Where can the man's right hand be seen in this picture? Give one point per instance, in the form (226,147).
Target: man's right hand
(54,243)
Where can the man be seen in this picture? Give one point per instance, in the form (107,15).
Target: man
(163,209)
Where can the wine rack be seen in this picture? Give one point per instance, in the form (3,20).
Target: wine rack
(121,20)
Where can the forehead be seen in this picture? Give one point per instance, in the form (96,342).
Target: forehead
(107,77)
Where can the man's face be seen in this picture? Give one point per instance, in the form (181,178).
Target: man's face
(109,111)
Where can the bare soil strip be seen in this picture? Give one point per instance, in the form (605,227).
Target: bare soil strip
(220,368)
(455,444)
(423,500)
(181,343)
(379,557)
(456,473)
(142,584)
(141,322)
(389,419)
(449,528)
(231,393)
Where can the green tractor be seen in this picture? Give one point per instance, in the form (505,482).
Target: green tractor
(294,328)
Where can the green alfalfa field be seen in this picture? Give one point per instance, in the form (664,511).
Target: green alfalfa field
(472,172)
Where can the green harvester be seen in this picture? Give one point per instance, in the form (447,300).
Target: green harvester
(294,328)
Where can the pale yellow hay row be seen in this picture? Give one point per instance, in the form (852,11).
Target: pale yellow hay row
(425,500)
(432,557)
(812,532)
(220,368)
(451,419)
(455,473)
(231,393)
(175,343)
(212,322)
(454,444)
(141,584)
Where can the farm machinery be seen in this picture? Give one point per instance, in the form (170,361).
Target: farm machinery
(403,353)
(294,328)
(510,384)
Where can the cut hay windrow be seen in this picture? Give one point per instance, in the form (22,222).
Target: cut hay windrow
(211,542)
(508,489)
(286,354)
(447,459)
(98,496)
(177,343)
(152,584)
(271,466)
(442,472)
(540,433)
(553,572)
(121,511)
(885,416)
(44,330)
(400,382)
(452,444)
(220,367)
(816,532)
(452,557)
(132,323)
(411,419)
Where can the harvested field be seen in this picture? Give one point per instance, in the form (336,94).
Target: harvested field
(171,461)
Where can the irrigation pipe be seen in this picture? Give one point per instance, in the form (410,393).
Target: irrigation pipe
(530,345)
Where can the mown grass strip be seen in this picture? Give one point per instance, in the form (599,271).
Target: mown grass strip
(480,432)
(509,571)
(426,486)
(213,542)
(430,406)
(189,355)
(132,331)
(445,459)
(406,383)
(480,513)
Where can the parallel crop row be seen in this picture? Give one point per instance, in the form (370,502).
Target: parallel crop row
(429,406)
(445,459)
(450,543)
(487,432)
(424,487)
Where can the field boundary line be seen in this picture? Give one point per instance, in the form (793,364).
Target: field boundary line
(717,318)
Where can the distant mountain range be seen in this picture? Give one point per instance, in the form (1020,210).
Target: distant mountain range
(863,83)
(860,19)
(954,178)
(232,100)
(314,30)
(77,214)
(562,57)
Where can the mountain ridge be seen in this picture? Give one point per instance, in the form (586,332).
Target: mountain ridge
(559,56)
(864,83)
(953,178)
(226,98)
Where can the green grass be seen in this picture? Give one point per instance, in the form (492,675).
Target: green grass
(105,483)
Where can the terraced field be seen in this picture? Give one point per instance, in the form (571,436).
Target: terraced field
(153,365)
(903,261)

====================

◆ Written problem ◆
Reproduce all the rows above, replacing every "Target" with "Object" and leaving everything else unchanged.

◆ Solution to the exercise ◆
Where can the man's right hand be seen in this picture? Give one point per instance, in the form (226,147).
Object: man's right hand
(54,243)
Where can the man be seen in this picture? Give one point per instance, in the form (107,15).
Object: man
(163,209)
Where can the wine rack be seen in this picture? Give one point per instance, in the form (3,20).
Object: wine rack
(121,20)
Where can the forehead be seen in this picture? Give one point per instance, in the form (96,342).
Object: forehead
(107,77)
Where can the man's face be seen in this picture? Give one point per instance, in the form (181,178).
Object: man's face
(109,111)
Where can the bare soil strip be seen in this picture? Give one point per instance, in the form (605,227).
Object: bare soil strip
(220,368)
(455,444)
(423,500)
(181,343)
(379,557)
(456,473)
(142,584)
(141,322)
(389,419)
(449,528)
(231,393)
Where can the green tractor be seen in this picture? Give one point per instance, in the form (505,482).
Object: green tractor
(294,328)
Where can the green alfalfa field be seen in this picture? Give one point per instance, in the form (664,511).
Object: green alfalfa field
(472,172)
Where can the green harvester be seen in this picture? Give one point per instance, in the form (447,300).
Object: green harvester
(294,328)
Where can the pale yellow hay row be seen in this picture? Give one point per instance, in the form (852,11).
Object: pale yellow hay row
(425,500)
(432,557)
(812,532)
(220,368)
(451,419)
(455,473)
(231,393)
(175,343)
(212,322)
(454,444)
(141,584)
Where can the farm machinery be seen in this picture? Give one point per instance, in the form (170,361).
Object: farm machinery
(403,353)
(294,328)
(510,384)
Where can the cut hay windrow be seen in this picture? Give one point per instance, in the form (22,222).
Object: cut hay windrow
(211,542)
(508,489)
(286,354)
(447,459)
(98,496)
(177,343)
(152,584)
(271,466)
(442,472)
(540,433)
(553,572)
(121,511)
(885,416)
(44,330)
(400,382)
(452,444)
(220,367)
(816,532)
(452,557)
(132,323)
(411,419)
Where can the harvested field be seen in this picture? Give one point per instance, in the form (336,94).
Object: harvested field
(171,461)
Where can the irrigation pipe be seen in this picture? Give one point per instance, in the form (410,393).
Object: irrigation pipe
(530,345)
Where can the mown grass strip be seen in this picture? Give one point per instance, in the form (599,271).
Object: mown grass strip
(480,432)
(509,571)
(426,486)
(213,542)
(430,406)
(189,355)
(132,331)
(445,459)
(406,383)
(480,513)
Where can the parallel crop row be seen in this picture? Give one point per instance, in the form (370,502).
Object: parallel crop row
(429,406)
(445,459)
(450,543)
(487,432)
(424,487)
Where can the field boundary line be seen in this picture? Give one point per instance, in the form (793,364).
Object: field boundary line
(717,318)
Where can the distant mountain range be seen in this picture? Give one point per instance, in the form (1020,210).
Object: distant mountain range
(863,83)
(860,19)
(954,178)
(232,100)
(314,30)
(77,214)
(562,57)
Where can the mountain ridge be seen in this picture? Give one point per instance, in the form (586,332).
Object: mountain ridge
(559,56)
(864,83)
(953,178)
(226,98)
Where can the green grass be seen in this picture? Give one point per instance, in the form (492,675).
Object: green grass
(105,483)
Where can the terraced field be seen in this picture? Give one point per instance, in the form (571,436).
Object: terraced field
(153,365)
(903,261)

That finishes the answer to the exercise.